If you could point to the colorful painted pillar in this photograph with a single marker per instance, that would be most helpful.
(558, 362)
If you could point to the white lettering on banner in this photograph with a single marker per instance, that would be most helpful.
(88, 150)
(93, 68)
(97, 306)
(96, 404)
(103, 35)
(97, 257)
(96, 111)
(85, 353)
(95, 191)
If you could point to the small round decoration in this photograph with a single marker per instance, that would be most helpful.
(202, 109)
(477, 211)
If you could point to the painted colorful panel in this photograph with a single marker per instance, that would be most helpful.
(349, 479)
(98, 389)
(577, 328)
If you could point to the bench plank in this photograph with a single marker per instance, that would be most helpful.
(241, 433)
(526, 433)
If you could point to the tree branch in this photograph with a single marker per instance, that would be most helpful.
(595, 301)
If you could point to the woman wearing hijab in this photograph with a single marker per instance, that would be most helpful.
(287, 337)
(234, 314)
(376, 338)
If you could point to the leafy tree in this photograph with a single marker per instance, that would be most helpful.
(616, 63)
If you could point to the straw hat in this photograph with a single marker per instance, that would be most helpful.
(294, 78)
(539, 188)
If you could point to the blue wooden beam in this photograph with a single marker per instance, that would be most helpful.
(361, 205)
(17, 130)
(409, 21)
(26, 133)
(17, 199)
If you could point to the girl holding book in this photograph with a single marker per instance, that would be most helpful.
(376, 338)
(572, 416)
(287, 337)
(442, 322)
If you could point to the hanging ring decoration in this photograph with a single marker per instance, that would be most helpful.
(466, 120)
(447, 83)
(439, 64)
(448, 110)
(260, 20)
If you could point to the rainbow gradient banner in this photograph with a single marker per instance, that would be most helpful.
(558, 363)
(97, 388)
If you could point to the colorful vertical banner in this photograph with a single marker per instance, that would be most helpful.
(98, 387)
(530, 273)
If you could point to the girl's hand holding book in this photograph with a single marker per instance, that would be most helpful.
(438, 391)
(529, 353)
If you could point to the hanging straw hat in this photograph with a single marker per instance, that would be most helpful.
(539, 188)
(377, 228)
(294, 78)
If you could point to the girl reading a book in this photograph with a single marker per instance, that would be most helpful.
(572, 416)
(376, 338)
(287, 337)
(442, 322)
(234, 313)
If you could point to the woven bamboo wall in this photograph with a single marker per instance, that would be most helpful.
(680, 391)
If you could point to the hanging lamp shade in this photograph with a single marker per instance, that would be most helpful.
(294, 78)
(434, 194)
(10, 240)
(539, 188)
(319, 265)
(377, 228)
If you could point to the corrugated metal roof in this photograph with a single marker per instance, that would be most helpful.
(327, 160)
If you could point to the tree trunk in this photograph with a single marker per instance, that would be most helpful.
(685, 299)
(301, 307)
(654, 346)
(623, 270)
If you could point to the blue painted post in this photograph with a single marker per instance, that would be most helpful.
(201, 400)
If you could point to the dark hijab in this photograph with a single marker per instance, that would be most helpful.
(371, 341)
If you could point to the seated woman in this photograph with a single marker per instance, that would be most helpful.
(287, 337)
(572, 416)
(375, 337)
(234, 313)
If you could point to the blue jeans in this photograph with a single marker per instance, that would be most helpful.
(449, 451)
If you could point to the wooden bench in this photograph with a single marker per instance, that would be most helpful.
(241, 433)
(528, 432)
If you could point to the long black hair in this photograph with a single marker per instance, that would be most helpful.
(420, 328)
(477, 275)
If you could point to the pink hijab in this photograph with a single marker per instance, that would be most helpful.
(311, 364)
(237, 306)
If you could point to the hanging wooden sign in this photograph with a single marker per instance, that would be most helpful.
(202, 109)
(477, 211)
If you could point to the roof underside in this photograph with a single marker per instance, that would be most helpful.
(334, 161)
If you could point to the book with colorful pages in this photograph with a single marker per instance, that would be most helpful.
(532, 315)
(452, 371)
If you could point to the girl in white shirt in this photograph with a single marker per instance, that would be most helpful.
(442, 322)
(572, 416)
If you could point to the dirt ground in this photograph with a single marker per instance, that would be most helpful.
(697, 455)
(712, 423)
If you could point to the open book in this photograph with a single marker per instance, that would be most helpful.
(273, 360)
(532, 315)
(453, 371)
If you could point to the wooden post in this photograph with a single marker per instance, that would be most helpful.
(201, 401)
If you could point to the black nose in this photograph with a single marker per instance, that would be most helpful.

____

What the task asks>
Reproduce exactly the line bearing "If you could point to the seated" and all the lines that come after it in the records above; add nothing.

The answer>
If you could point to the seated woman in this photograph with a single marker per instance, that would be most helpful.
(287, 337)
(572, 416)
(375, 337)
(234, 313)
If you could point to the blue jeans in this photograph with a single marker per instance, that would be most helpful.
(449, 451)
If you could point to the wooden bench in this photograph with a single marker per instance, that would be most helpful.
(241, 433)
(528, 432)
If you could point to the long black hair in this photograph with a single marker per instance, that would be most helpful.
(420, 328)
(477, 275)
If you could point to the pink hijab in this photograph with a single marker per instance, that would be most helpful.
(311, 364)
(237, 306)
If you could point to the hanging wooden sign in this photograph with a single marker per instance, that would be most helpful.
(202, 109)
(477, 211)
If you could point to the roof underside in this photograph with a single marker per instance, that would be most helpful.
(334, 161)
If you could point to the book with colorful pages in this photograph with a single marker per instance, that would be most helpful.
(532, 315)
(452, 371)
If you could point to the girl in white shirt in this photograph with a single marker per instance, that would be most helpful.
(442, 322)
(572, 416)
If you could point to the dirt ground in this photograph with a single marker per instance, that would be most helpful.
(697, 455)
(712, 423)
If you could point to the open book in this photograph with a single marker per instance, that would be most helpful.
(273, 360)
(532, 315)
(453, 371)
If you could point to the wooden post in this photograph with a single marker per instance, that would be most helpful.
(201, 401)
If you could point to the black nose in this photograph with a single marker per instance, that would be most helpful.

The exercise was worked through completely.